-- START OF THE DATA --
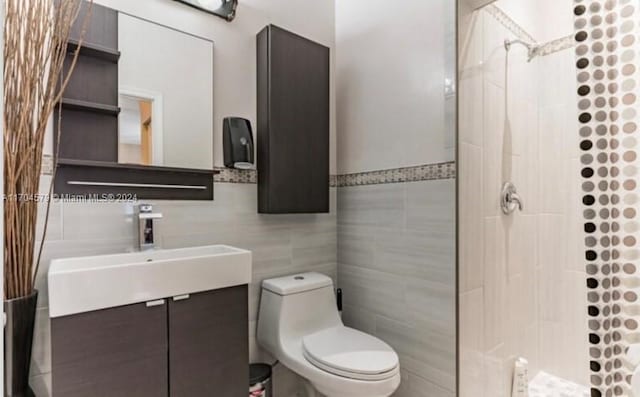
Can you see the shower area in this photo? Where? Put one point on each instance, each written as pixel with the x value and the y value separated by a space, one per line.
pixel 547 196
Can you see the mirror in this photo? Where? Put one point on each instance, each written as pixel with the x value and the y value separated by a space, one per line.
pixel 165 93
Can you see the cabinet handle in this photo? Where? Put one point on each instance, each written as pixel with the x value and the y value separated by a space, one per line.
pixel 158 302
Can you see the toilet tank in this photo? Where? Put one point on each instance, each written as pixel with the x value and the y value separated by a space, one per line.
pixel 295 306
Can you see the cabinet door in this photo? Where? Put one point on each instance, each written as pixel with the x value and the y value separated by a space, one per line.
pixel 117 352
pixel 293 123
pixel 208 344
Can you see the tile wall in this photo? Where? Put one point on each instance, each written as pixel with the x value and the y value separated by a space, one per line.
pixel 522 280
pixel 281 244
pixel 396 266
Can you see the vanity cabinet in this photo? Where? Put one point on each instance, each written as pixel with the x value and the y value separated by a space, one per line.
pixel 190 345
pixel 293 123
pixel 120 351
pixel 208 344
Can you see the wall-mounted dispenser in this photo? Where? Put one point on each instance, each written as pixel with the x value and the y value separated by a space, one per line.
pixel 237 140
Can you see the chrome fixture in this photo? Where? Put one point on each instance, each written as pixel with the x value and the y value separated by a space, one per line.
pixel 532 49
pixel 510 199
pixel 146 238
pixel 227 9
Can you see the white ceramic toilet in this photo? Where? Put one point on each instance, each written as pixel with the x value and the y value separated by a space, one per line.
pixel 299 325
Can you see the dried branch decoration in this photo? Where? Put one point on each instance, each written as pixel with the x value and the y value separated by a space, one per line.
pixel 36 35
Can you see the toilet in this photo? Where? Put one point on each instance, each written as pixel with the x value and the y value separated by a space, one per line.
pixel 300 326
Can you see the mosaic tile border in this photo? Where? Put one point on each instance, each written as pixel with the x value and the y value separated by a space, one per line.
pixel 232 175
pixel 548 48
pixel 557 45
pixel 509 23
pixel 424 172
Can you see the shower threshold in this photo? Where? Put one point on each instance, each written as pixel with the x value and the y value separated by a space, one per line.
pixel 547 385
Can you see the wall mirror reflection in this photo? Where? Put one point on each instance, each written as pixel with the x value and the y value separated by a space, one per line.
pixel 165 96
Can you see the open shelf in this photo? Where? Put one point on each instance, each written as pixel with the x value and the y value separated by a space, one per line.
pixel 107 164
pixel 94 51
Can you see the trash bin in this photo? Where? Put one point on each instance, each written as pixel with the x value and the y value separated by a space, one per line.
pixel 260 380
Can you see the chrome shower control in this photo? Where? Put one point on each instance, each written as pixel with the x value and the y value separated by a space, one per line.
pixel 510 199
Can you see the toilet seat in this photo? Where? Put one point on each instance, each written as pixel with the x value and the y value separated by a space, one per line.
pixel 350 353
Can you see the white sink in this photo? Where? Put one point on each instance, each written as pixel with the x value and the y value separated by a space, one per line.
pixel 89 283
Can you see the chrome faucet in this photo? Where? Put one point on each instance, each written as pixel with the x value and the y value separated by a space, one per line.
pixel 146 238
pixel 510 199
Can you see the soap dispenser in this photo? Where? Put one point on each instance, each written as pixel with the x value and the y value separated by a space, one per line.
pixel 237 141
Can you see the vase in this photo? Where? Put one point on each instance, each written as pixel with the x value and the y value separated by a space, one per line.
pixel 18 339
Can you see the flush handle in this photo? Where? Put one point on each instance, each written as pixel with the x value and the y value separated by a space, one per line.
pixel 510 200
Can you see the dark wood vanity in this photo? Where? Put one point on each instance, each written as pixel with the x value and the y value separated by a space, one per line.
pixel 179 347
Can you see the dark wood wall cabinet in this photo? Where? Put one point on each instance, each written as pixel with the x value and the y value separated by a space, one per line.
pixel 178 347
pixel 87 152
pixel 293 123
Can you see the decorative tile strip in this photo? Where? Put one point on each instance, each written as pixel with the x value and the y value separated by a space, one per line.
pixel 232 175
pixel 548 48
pixel 398 175
pixel 509 23
pixel 557 45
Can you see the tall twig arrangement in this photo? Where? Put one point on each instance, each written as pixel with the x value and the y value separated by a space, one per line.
pixel 36 35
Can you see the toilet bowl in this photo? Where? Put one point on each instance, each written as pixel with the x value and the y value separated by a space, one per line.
pixel 299 325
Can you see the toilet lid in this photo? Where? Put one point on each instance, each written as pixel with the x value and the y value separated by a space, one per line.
pixel 347 352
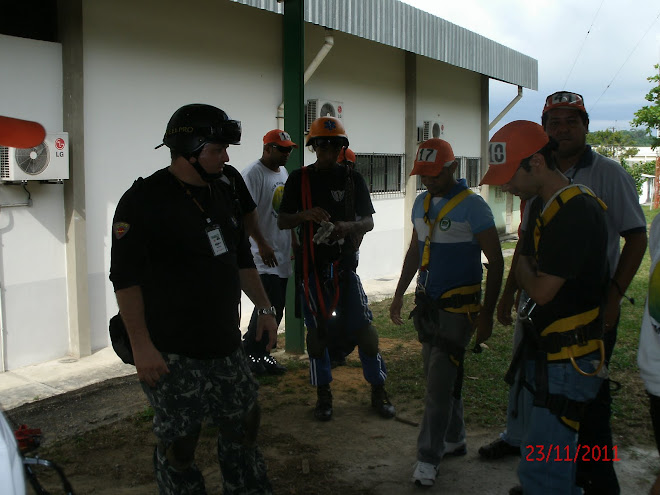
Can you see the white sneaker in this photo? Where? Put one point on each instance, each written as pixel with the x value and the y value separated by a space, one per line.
pixel 425 474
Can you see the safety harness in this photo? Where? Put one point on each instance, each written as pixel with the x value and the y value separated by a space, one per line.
-- END OF THE DATA --
## [EXERCISE DETAILS]
Update the rows by changing every "in this photo" to "in this image" and keeping everything else the same. Leave the pictures out of your answer.

## [FINISHED EXERCISE]
Can you see the shower area in this image? Where? Put one point on each instance, each written as pixel with the x value and the y value separated by a space, one per line.
pixel 547 196
Can you see the mirror in this image? Where? Put one point on each instance, each written as pixel with the x value and the y value separated by a space, one per line.
pixel 165 93
Can you see the cabinet handle in this image? Where? Put one point on each instance, each written as pixel with the x value and the y value separated by a space, one per line.
pixel 158 302
Can you see the toilet tank in this image? Where? Put one point on each instance, each written as pixel with the x value and the y value separated by a space, one per line.
pixel 295 306
Can you see the cabinet door in this image? Where? Put one point on each instance, each written as pixel with the x value and the y value separated by a space, one per line.
pixel 117 352
pixel 293 123
pixel 208 344
Can you see the tile wall in this image? Where? Put one point on each instance, each written as pixel with the x value and the y value separated by a space, one per line.
pixel 522 280
pixel 281 244
pixel 396 266
Can you see the vanity cabinet in this image? Where? Put one point on each instance, each written as pixel with the x value and the y value separated by a space, one per line.
pixel 190 345
pixel 293 123
pixel 120 351
pixel 208 344
Can you see the wall-mounted dispenser in this image? Where? Put one point on each instance, each written as pixel with the x value and the y value separated by a space, one per line.
pixel 237 140
Can you see the chrome fixture in this image? Where? Put one point on each instance, each written as pixel with the x value and the y value separated by a space, one per line.
pixel 532 49
pixel 510 199
pixel 146 238
pixel 227 9
Can you see the white ceramic toilet in this image? Where? Put one point on each instance, each written as pixel with the x value and the y value separated by a space, one per line.
pixel 299 325
Can you see the dried branch decoration in this image? Where? Put one point on each instance, each written as pixel with the x value and the y value separated by a space, one per line.
pixel 36 35
Can you see the toilet in this image? Where? Put one point on each instance, each written as pixel with the x value and the y value separated by a space, one per line.
pixel 300 326
Can you see the mosaic tile border in this image? Where? Put one point on each instance, each written as pixel with the x value and the y value separated by a space, one per line.
pixel 232 175
pixel 548 48
pixel 557 45
pixel 509 23
pixel 424 172
Can you see the shower threshold in this image? Where? Put one point on each instance, each written as pixel with the x value and the y value separated by a space, one per line.
pixel 547 385
Can you see the wall mirror reflection in this image? Where? Put one point on each instance, each written as pixel with the x value and the y value separated by a space, one per line.
pixel 165 96
Can you see the open shelf in this image? Where? Put one point on each instance, each written as pixel with the x value and the y value separated by a space, one per line.
pixel 107 164
pixel 94 51
Can you see the trash bin in this image? Where? Put one point on each instance, each written as pixel with the x value and the y value separated by a space, one per line.
pixel 260 380
Can you see the chrome shower control in this image? Where? Put one point on each instance, each written as pixel with the x value and the y value separated by a space, one per line.
pixel 510 199
Can you see the toilet seat in this image? Where? Put one point on each instance, each written as pixel with the x value and the y value separated by a space, one per line.
pixel 350 353
Can you see the white sink in this image? Where? Put one point on each instance, each written as pixel with the x value and the y value separated by a space, one per line.
pixel 89 283
Can you see the chrome faucet in this image? Where? Put one point on each instance, each written as pixel with the x value and the y value separated by a space, one per line.
pixel 146 238
pixel 510 199
Can you see the soap dispenser in this image? Where? Put one point on each instance, each written as pixel with the x value and the y value separated by a space, one per line.
pixel 237 141
Can you see the vase in this image? Where? Put one point on each instance, each written as pixel with the x value and the y value separated by a space, one per line.
pixel 18 339
Can you see the flush handle in this image? Where? Put one point on each instance, each written as pixel with the x value and the y value separated by a space, one per line.
pixel 510 200
Can you see the dark wood vanity in this image? Where? Put one point on each instance, each written as pixel with the x value and the y value separated by a space, one per line.
pixel 179 347
Can you see the dark wood wall cabinet in this image? Where? Put one point on each instance, each written as pixel with the x value and the y value separated by a space, one per line.
pixel 178 347
pixel 87 152
pixel 293 123
Can you see the decorative tile strip in this image? Where? Put one point on each instance, each written as pixel with the x value and the y value separated by a space, one per line.
pixel 232 175
pixel 548 48
pixel 398 175
pixel 509 23
pixel 557 45
Can you see the tall twig arrangement in this image? Where? Put one point on each instance, each written as pixel with the x value and the y value separated by a space, one per line.
pixel 36 35
Can you see the toilet bowl in this image? Where? Put one point on each instance, each written as pixel with the x value and the y value separated by a space, one per line.
pixel 299 325
Can you see the toilet lid in this image? Where? Put one point on each instance, each written as pixel with the x value and the y value separated by a space, one per line.
pixel 347 352
Can you see the white sneaker in this image? Where? Put one point on each instance, each written as pixel with the x value and the y value separated by a space, one per line.
pixel 425 474
Can you see the safety harness in this image? Where? Put one point on each instance, each written as pixel with the x value and the y value separated by a space, one per line.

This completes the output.